--- Document segment Enclosed Below ---

The decision to perform rotator cuff repair (RCR) versus reverse total shoulder arthroplasty (rTSA) for massive rotator cuff tear (MCT) without arthritis can be difficult. Our aim was to identify preoperative variables that are influential in a surgeon's decision to choose one of the two procedures and evaluate outcomes.

We retrospectively reviewed 181 patients older than 65 who underwent RCR or rTSA for MCT without arthritis. Clinical and radiographic data were collected and used to evaluate the preoperative variables in each of these two patient populations and assess outcomes.

Ninety-five shoulders underwent RCR and 92 underwent rTSA with an average followup of 44 and 47 months, respectively. Patients selected for RCR had greater preoperative flexion (113 vs 57), abduction (97 vs 53), and external rotation (42 vs 32), higher SST (3.1 vs 1.9) and ASES scores (43.8 vs 38.6), and were less likely to have had previous cuff surgery (6.3% vs 35.9%). Patients selected for rTSA had a smaller acromiohumeral interval (4.8 vs 8.7) and more superior subluxation (50.6% vs 14.1%). Similar preoperative characteristics included pain, comorbidities, and BMI. Patients were satisfied in both groups and had significant improvement in motion and function postoperatively.

Both RCR and rTSA can result in significant functional improvement and patient satisfaction in the setting of MCT without arthritis in patients older than 65. At our institution, patients who underwent rTSA had less pre-operative motion, lower function, more evidence of superior migration, and were more likely to have had previous rotator cuff surgery.

--- End of Enclosed Document segment ---

Answer these questions from the shoulder surgery abstract:
(a) How old were the patients in the review?
(b) What was the average followup for the shoulders that underwent rTSA?
(c) Which preoperative characteristics were similar in the two groups?

--- Extracted entries Enclosed Below ---

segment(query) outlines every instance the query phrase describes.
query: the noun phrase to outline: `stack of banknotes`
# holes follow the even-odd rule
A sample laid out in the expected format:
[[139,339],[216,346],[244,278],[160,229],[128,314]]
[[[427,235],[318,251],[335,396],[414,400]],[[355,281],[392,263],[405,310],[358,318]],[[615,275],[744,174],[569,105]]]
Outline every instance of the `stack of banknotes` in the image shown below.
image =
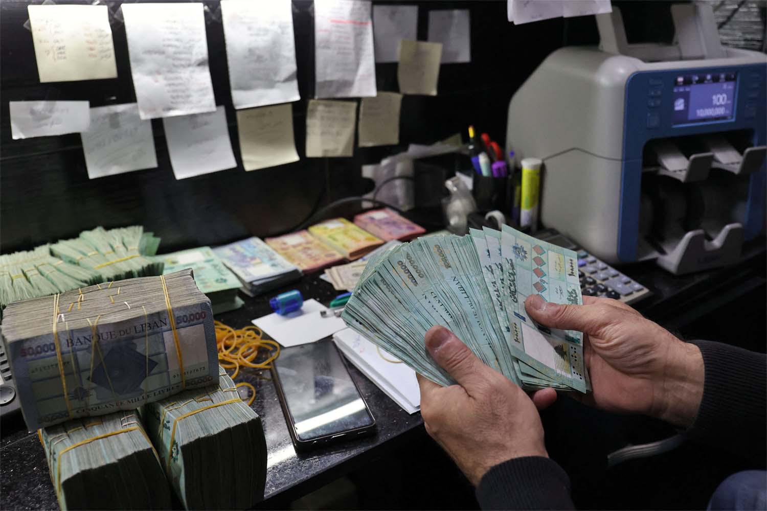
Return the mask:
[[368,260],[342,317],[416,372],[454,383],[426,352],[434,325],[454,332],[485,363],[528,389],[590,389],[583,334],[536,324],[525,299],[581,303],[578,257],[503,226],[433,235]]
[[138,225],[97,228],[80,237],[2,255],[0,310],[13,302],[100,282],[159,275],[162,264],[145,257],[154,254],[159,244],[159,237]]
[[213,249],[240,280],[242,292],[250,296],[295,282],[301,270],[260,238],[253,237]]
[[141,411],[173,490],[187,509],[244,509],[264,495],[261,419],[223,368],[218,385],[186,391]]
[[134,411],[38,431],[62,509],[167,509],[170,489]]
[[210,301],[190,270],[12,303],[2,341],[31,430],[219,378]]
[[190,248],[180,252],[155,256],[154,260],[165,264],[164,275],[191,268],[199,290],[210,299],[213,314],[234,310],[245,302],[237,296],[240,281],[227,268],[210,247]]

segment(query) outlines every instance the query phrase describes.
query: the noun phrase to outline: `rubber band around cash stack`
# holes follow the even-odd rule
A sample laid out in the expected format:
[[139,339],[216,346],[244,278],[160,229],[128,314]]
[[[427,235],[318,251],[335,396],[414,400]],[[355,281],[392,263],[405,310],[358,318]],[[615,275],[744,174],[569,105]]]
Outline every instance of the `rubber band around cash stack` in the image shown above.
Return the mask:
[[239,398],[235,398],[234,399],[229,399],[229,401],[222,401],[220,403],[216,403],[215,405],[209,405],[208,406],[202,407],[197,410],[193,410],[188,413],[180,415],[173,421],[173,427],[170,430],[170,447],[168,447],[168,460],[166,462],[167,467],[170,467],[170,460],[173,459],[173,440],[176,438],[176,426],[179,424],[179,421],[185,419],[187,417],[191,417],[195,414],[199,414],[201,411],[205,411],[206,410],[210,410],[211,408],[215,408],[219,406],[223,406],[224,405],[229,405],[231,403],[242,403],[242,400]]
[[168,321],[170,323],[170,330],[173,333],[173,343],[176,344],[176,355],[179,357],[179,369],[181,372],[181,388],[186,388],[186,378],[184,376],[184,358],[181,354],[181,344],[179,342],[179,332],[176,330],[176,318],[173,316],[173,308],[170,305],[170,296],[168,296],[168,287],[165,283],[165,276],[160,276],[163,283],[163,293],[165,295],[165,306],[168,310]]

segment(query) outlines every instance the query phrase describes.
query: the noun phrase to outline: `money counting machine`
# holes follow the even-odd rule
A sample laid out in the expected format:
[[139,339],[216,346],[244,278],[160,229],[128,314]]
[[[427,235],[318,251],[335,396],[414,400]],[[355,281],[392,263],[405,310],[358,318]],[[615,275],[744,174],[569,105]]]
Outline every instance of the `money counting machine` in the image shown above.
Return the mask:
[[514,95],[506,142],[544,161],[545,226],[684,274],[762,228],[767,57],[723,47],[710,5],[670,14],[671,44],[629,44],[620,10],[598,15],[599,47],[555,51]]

--- End of Enclosed Extracted entries ---

# [Written answer]
(a) Older than 65.
(b) 47 months.
(c) Pain, comorbidities, and BMI.